Excerpted passage =>

━━━━

Its UK publishing path is more opaque to me. There’s a Vintage UK (Penguin Random House) edition floating around but in the newer one from Picador UK (Macmillan) its copyright page claims it published the original back in 1985. But the new UK editions are the result of them winning the rights in auction back in 2020. I guess they lost them along the way…?
Impressions
Jamaica Kincaid’s first novel holds a special status among a generation of queer Caribbean women in the region. It was (and may still be) a popularly assigned text in Anglo-Caribbean high schools. Kincaid herself has gradually come around to publicly acknowledge what she described as “latent lesbianism” in her Paris Review interview published last year. Her earlier denials stood in strange contrast to its general reputation among students that I knew, certainly at the boarding school I attended—its reputation as “the lesbian book”. Georgia P. Love, a long time advocate in the queer/gender/art spaces in Jamaica, wrote
Annie John by Jamaica Kincaid may have been the dark rabbit hole that led me tumbling unconsciously into a world of black feminisms. At 13 years old when many of my classmates had decided it was “nasty” and “weird” because of its explorations of sexuality and intimacy between women, I remember devouring it and feeling an intuitional ease with Annie.
In other ways, Kincaid’s denial was not particuarly strange when we consider that '…terms like "heterosexual", "homosexuality", and "lesbian" are beside the point since they connote politicized mainland labels, which according to Natasha Tinsley are inadequate for characterizing Caribbean sexualities.’ - Akash Nikolas, 'Straight Growth and the Imperial Alternative: Queer Reading Jamaica Kincaid' (2017)
I’ve been dipping in and out of Kaiama L. Glover’s A Regarded Self: Caribbean Womanhood and the Ethics of Disorderly Being, a book in which she “champions unruly female protagonists who adamantly refuse the constraints of coercive communities.” One of the characters she foregrounds is Xuela, the protagonist of Kincaid’s The Autobiography of My Mother. Here are some quotes from the introduction.
All of these women engage in some degrees of narcissistic pushback with respect to persistent, structural social trauma—self-regard is the tactic they adopt in the face of impossible satisfaction from their community.
Further, as Donette Francis reminds us, “conditions of belonging presuppose a raced, gendered, classed, and sexed body, and…for women and girls the struggles have often been against kin as much as colonizer”.
Insofar as distinction is maintained between the notion of communal identity and that of bourgeois individualism, I am interested in the space between the presumed virtue of the one and the unseemliness of the other.
I want to look closely, that is, at texts in which the female protagonists do not behave in ways that fit asserted parameters of feminine solidarity—characters who…are not generatively linked to mothers and daugthers…
Recognising that Annie John was the progenitor of Kincaid’s women I perhaps better understand why Annie is, for many, an unlikeable character. (This group includes Claire Fuller who rated it three stars on Goodreads because Annie hated everyone and was so horrible at the end. I am largely unfamiliar with Fuller’s prose and am content, nay pleased, to remain so.)

━━━━

Supplied material =>
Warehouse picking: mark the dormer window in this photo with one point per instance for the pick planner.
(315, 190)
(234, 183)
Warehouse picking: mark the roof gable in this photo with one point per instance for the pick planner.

━━━━

What to do =>
A - Can you copy the Annie John commentary word for word, from "All of these" up to and including "of the other."?
B - What does the Annie John commentary state on each of these points?
(i) Which publisher's edition claims on its copyright page to have published the original in 1985?
(ii) In what year was Akash Nikolas's essay on queer reading Jamaica Kincaid published?
(iii) What rating did Claire Fuller give the novel on Goodreads?
C - Could you pick up the Annie John commentary after its final sentence and keep writing?

Results =>
A -
All of these women engage in some degrees of narcissistic pushback with respect to persistent, structural social trauma—self-regard is the tactic they adopt in the face of impossible satisfaction from their community.
Further, as Donette Francis reminds us, “conditions of belonging presuppose a raced, gendered, classed, and sexed body, and…for women and girls the struggles have often been against kin as much as colonizer”.
Insofar as distinction is maintained between the notion of communal identity and that of bourgeois individualism, I am interested in the space between the presumed virtue of the one and the unseemliness of the other.

B -
(i) Picador UK (Macmillan)
(ii) 2017
(iii) Three stars

C -
This will be my fourth time reading it. I have quite an…intense history with this book as a queer reader who didn’t always want to know herself. I remember almost nothing about the first, too much/not enough about second and third (done in quick succession last year). I wish I could explain my unease about this re-read after everything.
Wendy Dutton compared Annie John to a photo album that only “looks at the surface of things and lacks rationale, explanation, motivation” compared to the “cerebral text” that is At the Bottom of the River in her 1989 essay “Merge and Separate: Jamaica Kincaid’s Fiction” in World Literature Today. I wish I felt that way. Now, to contemplate that turning to the first page feels like too much. “I feel myself observed by the lens”, Kincaid as the photographer/operator. I cannot “transform myself in advance”, I don’t want to, I am pinned. When the photos fall and I become the observed object on page after page after page the punctum (“the element which rises from the scene, shoots out from it like an arrow, and pierces”) will overwhelm me. I will want to scrub it out.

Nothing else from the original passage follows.